(Entries taken from a collection)
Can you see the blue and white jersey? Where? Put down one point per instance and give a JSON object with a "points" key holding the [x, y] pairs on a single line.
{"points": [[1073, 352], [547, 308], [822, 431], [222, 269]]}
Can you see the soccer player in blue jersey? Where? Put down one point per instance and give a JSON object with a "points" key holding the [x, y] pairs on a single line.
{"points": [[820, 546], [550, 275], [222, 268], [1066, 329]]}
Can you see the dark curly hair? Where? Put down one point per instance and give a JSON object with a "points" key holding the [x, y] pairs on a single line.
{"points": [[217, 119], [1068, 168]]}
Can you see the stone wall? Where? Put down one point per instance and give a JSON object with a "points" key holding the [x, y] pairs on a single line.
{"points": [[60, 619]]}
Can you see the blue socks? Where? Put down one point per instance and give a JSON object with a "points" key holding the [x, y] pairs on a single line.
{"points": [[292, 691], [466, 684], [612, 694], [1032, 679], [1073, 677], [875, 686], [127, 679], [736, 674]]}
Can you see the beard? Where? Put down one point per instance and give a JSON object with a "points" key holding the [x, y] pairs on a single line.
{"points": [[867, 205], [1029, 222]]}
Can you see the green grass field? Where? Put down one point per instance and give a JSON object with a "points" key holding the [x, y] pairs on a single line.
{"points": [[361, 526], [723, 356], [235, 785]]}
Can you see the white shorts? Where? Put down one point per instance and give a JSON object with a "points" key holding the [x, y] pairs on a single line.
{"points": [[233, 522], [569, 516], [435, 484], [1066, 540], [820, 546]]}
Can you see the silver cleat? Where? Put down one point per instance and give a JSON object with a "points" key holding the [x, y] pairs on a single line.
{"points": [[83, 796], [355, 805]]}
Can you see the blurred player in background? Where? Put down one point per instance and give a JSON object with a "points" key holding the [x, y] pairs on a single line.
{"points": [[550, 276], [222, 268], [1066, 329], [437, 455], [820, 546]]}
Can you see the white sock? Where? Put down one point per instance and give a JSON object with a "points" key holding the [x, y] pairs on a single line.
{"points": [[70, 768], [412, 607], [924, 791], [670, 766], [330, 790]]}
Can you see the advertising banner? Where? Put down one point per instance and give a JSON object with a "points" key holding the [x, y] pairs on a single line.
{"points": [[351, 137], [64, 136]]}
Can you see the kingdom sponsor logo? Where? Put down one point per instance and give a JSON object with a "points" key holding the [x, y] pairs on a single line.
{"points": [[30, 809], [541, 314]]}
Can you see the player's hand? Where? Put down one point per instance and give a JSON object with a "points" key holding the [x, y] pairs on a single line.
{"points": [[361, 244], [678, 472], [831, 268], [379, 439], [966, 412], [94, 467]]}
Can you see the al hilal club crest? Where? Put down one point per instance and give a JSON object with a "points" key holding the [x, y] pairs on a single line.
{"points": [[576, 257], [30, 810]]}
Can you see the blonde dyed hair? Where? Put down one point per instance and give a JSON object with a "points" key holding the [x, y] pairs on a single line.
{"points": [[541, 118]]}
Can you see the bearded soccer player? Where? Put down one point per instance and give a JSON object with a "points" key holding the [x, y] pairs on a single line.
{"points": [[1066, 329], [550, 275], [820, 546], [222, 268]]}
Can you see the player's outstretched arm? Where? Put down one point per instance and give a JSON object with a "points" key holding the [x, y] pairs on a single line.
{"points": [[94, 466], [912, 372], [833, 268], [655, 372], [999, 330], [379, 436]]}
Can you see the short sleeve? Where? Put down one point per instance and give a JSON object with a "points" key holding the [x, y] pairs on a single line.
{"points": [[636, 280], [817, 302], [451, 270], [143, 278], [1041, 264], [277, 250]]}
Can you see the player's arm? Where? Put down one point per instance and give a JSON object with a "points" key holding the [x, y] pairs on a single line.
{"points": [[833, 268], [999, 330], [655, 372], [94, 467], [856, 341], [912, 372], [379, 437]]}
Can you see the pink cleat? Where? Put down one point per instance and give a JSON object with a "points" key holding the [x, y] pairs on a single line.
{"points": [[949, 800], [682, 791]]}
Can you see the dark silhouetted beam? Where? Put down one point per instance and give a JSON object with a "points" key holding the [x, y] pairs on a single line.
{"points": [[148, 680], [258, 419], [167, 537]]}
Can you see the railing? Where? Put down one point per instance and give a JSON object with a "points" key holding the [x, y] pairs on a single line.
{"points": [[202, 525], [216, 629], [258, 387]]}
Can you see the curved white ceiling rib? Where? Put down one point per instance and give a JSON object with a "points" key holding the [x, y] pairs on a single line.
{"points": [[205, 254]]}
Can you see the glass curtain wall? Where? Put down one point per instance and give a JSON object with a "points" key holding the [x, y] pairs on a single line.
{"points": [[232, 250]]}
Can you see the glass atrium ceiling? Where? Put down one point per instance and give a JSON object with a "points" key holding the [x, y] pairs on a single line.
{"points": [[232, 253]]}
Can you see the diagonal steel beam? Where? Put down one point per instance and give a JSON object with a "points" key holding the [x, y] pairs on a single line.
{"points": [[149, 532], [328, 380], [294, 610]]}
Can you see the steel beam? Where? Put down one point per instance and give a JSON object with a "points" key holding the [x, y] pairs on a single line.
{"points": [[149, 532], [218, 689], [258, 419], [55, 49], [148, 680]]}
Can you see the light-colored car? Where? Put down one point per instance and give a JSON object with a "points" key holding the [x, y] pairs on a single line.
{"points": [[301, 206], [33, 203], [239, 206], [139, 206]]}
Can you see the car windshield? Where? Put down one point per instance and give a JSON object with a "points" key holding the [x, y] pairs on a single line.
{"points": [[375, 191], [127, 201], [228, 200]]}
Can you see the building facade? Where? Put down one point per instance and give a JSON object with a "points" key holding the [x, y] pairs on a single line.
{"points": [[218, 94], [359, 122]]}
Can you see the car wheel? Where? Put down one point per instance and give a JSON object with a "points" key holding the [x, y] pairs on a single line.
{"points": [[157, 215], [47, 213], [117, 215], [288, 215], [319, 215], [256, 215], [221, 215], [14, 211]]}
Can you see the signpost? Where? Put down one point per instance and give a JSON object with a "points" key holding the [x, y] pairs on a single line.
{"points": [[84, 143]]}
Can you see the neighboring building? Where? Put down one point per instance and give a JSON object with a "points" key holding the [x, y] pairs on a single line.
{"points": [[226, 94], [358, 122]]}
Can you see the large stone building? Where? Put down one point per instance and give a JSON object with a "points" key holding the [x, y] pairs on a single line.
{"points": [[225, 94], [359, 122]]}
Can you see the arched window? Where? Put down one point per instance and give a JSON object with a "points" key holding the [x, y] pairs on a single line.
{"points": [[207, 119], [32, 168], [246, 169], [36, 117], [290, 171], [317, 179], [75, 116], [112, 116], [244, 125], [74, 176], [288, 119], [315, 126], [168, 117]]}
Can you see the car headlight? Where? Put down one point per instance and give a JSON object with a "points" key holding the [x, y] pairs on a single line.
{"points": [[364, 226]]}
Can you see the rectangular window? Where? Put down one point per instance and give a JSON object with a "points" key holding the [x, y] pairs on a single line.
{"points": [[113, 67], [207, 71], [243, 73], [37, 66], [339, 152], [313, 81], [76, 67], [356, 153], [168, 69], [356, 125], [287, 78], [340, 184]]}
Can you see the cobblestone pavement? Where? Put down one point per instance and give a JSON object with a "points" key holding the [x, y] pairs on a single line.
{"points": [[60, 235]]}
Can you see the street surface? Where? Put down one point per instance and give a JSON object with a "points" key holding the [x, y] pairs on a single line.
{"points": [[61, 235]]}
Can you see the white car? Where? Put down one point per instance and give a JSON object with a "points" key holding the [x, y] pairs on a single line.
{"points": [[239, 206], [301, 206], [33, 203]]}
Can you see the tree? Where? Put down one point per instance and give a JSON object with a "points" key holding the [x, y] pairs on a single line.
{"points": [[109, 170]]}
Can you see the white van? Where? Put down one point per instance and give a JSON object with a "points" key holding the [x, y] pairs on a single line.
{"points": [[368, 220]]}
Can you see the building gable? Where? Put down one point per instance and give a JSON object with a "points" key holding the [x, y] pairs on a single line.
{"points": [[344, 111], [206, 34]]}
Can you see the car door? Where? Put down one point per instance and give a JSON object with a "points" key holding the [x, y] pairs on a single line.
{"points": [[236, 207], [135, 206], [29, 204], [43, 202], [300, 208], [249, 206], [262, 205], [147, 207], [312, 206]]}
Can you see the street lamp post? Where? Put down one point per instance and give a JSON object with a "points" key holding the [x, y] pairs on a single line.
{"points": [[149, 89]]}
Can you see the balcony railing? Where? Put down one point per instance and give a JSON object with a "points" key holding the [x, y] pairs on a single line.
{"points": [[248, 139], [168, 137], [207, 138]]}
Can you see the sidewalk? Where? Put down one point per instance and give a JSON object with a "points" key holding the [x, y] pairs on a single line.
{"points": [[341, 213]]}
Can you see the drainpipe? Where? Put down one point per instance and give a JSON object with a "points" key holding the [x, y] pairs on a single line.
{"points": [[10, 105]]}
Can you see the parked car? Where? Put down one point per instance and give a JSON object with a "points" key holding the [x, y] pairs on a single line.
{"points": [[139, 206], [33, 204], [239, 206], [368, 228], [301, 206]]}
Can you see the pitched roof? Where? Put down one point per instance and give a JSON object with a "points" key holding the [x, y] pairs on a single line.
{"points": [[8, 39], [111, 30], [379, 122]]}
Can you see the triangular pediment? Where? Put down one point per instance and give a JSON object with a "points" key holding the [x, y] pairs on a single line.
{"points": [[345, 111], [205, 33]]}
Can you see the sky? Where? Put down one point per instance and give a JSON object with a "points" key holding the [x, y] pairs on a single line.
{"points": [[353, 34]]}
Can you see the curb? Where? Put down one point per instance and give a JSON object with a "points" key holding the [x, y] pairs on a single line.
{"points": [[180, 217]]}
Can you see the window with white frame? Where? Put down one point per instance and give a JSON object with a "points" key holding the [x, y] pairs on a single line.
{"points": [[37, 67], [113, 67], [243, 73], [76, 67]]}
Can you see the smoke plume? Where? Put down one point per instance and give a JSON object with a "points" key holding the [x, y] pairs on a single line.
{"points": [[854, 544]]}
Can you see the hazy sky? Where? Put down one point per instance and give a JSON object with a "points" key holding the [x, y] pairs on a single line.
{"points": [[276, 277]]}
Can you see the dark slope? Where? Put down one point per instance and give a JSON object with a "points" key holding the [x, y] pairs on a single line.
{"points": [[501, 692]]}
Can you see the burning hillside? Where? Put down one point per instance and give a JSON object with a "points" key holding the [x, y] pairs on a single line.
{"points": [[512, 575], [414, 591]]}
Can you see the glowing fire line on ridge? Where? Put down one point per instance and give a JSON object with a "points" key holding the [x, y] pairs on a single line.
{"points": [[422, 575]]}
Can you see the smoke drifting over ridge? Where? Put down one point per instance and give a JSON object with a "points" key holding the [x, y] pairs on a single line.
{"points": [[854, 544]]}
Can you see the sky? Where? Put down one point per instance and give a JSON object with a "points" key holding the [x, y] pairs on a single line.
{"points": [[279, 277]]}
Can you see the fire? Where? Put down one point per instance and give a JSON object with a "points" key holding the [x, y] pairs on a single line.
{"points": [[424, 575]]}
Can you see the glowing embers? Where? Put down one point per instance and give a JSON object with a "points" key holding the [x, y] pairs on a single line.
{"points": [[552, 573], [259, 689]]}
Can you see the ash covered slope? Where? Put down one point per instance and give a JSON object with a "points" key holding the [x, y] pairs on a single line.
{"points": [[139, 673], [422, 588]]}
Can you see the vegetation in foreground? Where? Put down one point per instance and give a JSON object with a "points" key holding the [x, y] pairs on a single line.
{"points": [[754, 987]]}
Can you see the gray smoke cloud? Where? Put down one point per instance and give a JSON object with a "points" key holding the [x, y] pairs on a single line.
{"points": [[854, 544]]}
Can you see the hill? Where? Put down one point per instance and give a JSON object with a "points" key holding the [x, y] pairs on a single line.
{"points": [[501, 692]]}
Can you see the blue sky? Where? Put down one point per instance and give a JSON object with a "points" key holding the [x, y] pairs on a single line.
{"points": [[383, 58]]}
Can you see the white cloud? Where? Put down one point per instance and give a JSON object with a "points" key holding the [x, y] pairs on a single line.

Task directions:
Print exactly the lines from the one with "Can you see the burning" through the end of the data, inclusive.

Result for this exercise:
Can you see the burning hillside? Where? Put down one point per instance and give a JSON object with a "points" key holding the [x, y] pairs on a single line.
{"points": [[512, 575], [414, 591]]}
Can you see the glowing fire line on ridge? Where? Put down one point per instance and give a JSON object with a "points" key holding the [x, y] pairs on a single line.
{"points": [[422, 575]]}
Can you see the smoke drifting over ridge? Where? Put down one point per instance and give a JSON object with a "points" key holding the [x, y] pairs on a single line.
{"points": [[854, 544]]}
Can you see the sky? Where? Put down one point per instance and give a JSON object with a "points" key holding the [x, y] pairs on a single line.
{"points": [[279, 277]]}
Can you see the fire? Where? Put down one point per instance and give a JSON object with a "points" key holding the [x, y] pairs on a single line.
{"points": [[424, 575]]}
Can you see the glowing embers? Where? Put down one point per instance and give a JSON object with a "points" key holding the [x, y] pairs on a single line.
{"points": [[552, 573], [259, 689]]}
Can you see the ash covered slope? Where? Put down one point per instance and give a JSON object with a "points" key holding the [x, y] pairs on a single line.
{"points": [[139, 673], [422, 588]]}
Can you see the vegetation in foreground? Where? Put down one point per instance and give a JSON object with a "points" key holding the [x, y] pairs on a single line.
{"points": [[754, 987]]}
Can you see the gray smoke cloud? Where? Put down one point per instance and give a JSON object with a "points" key holding the [x, y] pairs on a single line.
{"points": [[854, 544]]}
Can you see the hill? Where? Put down one point per instance and give a JSON object with a "points" key holding the [x, y] pairs on a single line.
{"points": [[501, 692]]}
Can you see the blue sky? Where? Put down one point per instance and give a JSON object with a "points" key holding the [x, y] pairs on a single line.
{"points": [[383, 58]]}
Can you see the white cloud? Where? Put down one point per instance and give a JSON object with a "points" key holding the [x, y] pairs on a single line.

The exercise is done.